For this exercise, output the line containing "Each instance receives one point. Annotate the cherry" and all lines after it to the end of the records, exactly, with no other content.

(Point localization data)
++++++++++++++++++++
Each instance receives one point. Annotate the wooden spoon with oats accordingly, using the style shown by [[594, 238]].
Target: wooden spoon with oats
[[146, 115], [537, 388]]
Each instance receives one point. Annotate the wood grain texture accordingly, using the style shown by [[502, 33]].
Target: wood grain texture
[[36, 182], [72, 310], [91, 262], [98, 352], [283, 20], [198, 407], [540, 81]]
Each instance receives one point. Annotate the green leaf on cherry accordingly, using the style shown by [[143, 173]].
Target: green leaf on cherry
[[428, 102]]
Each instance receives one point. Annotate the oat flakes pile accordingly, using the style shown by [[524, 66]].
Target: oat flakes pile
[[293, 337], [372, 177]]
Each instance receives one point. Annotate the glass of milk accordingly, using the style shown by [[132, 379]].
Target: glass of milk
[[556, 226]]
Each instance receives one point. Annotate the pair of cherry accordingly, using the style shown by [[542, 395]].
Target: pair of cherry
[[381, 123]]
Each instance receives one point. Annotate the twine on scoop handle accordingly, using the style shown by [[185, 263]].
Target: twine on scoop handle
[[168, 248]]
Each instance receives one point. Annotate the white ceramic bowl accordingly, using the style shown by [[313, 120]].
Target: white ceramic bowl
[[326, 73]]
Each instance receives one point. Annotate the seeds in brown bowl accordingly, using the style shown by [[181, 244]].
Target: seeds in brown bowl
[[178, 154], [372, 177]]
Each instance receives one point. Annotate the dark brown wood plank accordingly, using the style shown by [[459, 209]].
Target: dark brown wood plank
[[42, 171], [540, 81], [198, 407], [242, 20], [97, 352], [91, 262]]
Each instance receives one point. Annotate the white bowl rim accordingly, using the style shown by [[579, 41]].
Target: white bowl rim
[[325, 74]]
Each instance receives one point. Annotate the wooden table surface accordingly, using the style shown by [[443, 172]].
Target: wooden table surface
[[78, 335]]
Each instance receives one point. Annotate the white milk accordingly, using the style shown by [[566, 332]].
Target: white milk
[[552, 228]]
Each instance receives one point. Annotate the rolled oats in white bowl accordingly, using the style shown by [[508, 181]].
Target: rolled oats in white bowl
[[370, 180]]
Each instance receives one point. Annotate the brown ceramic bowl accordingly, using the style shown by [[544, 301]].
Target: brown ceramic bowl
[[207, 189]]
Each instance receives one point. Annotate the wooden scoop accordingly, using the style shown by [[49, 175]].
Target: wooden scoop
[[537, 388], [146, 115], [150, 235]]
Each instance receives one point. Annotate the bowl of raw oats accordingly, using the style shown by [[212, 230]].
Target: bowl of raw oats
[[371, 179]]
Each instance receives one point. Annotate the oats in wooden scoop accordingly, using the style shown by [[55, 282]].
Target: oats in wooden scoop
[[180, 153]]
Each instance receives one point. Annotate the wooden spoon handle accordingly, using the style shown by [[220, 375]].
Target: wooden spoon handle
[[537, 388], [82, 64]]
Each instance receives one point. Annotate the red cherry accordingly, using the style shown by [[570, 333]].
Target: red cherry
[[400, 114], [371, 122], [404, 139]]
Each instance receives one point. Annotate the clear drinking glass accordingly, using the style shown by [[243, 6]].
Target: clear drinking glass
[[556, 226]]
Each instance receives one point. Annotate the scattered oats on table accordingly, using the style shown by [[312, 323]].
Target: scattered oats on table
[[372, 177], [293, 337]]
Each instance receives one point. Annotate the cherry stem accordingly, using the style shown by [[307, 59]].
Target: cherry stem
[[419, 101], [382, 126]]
++++++++++++++++++++
### SOLUTION
Each instance receives one point. Annotate the cherry stem accordingly, using the style shown by [[307, 59]].
Target: cherry stem
[[419, 101], [382, 126]]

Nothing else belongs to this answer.